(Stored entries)
******************************

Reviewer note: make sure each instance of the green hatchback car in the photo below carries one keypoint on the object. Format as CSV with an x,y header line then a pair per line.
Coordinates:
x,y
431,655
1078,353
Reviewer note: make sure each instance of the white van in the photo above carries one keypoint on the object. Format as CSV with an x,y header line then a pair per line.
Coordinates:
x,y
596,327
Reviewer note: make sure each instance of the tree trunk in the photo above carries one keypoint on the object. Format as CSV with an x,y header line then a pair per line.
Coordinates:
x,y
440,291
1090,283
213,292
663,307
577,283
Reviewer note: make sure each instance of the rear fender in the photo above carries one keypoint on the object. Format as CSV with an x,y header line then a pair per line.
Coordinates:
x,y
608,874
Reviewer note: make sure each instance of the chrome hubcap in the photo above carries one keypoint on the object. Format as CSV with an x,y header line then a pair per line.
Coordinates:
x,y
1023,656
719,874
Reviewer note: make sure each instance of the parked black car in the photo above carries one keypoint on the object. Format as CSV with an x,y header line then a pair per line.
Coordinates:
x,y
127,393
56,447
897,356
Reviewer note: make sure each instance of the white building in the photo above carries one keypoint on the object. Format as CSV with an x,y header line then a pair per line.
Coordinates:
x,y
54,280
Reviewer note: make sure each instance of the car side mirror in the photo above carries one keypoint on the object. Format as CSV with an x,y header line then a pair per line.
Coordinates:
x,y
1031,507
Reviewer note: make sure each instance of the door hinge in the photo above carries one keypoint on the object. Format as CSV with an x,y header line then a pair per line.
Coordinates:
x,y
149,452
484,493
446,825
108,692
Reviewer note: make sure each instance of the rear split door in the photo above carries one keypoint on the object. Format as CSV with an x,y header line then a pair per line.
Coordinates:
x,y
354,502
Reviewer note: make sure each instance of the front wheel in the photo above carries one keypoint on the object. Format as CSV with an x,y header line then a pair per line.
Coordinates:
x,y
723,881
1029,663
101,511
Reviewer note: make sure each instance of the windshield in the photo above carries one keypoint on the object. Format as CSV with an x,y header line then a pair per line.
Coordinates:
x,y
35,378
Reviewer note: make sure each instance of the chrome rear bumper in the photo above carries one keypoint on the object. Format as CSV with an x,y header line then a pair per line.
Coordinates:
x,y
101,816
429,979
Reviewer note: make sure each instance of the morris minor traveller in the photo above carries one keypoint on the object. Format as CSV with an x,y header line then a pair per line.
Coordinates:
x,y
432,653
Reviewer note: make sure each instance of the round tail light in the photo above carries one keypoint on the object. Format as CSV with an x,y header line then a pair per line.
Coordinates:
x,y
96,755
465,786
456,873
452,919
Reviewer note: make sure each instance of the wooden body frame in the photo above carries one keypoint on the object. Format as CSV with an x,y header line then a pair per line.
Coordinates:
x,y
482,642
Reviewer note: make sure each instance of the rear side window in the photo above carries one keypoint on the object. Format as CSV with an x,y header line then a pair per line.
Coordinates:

******************************

(Task goal) Every record must be given again exactly as it was written.

(Exercise output)
Reviewer note: make sure each instance of the green hatchback car in the photo below carries one keypoint on the object. Format as CSV with an x,y header line then a pair per line.
Coordinates:
x,y
431,655
1078,353
Reviewer note: make sure each instance of the white van in the photo above carries one keypoint on the object. Format as CSV with an x,y header line then a pair per line.
Coordinates:
x,y
596,327
Reviewer note: make sure each instance of the tree trunk in the photo above carries one keypoint on the object. Format as CSV with an x,y header line then a pair per line.
Coordinates:
x,y
440,291
1090,283
213,292
663,307
577,283
Reviewer note: make sure each instance of the rear fender in the photo above carries one keypoint on the object. Format as CSV with an x,y header line then a pair per line.
Coordinates:
x,y
608,874
Reviewer note: make sure each instance of the chrome hubcap in the photo above carries one keypoint on the object. Format as CSV with an x,y header line then a pair per line.
Coordinates:
x,y
1023,656
719,874
Reviewer note: make sure each instance of the parked black car in the photo above carries one keypoint on the object. Format as CSV with an x,y header line then a pair per line.
Coordinates:
x,y
127,393
56,447
897,356
Reviewer note: make sure each instance of the white building in the photo above carries one keypoint on the object. Format as CSV with an x,y header line then a pair per line.
Coordinates:
x,y
54,280
Reviewer note: make sure each instance of the car side mirror in the photo above carries one keypoint on the object. Format as CSV with an x,y header line then a pair per line.
Coordinates:
x,y
1031,507
Reviewer note: make sure each instance of the door hinge in the photo above carries one keypoint on the object. Format as CSV with an x,y header line then a pair per line.
Coordinates:
x,y
149,452
484,493
446,825
108,692
Reviewer note: make sure each instance of the rear split door in the photo above carries one keypoint on the object. Format as CSV with an x,y header line then a pair per line.
Coordinates:
x,y
354,502
Reviewer note: make sure each instance of the front wheel in the photo above carries one keypoint on the object. Format as CSV with an x,y header line then a pair per line.
Coordinates:
x,y
723,881
1029,663
101,511
Reviewer note: make sure each instance of the windshield in the photo above carries one keypoint on the object. Format as CSV with an x,y header line then a pair per line.
Coordinates:
x,y
35,378
Reviewer note: make sure each instance of the chrome rear bumper in the photo above carries one keypoint on the object. Format as CSV with an x,y header line then a pair per line.
Coordinates:
x,y
101,816
429,979
Reviewer note: make sure each instance of the morris minor traveller in the photo above carries one keypoint on the object. Format as CSV with an x,y header line then a pair per line.
Coordinates:
x,y
432,653
Reviewer note: make sure each instance of the round tail light in the photo above carries one keypoint on the object. Format as CSV with an x,y header line then a pair per line.
Coordinates:
x,y
96,755
465,786
456,873
452,919
Reviewer note: make sure each instance of the wooden body frame in the photo above carries one keypoint on the object. Format as CSV with an x,y header line then a pair per line.
Coordinates:
x,y
482,642
Reviewer note: make sure each instance of the rear side window in the photo above carries one keypoint on the object. Format as CSV with an x,y header line then a pair per line.
Coordinates:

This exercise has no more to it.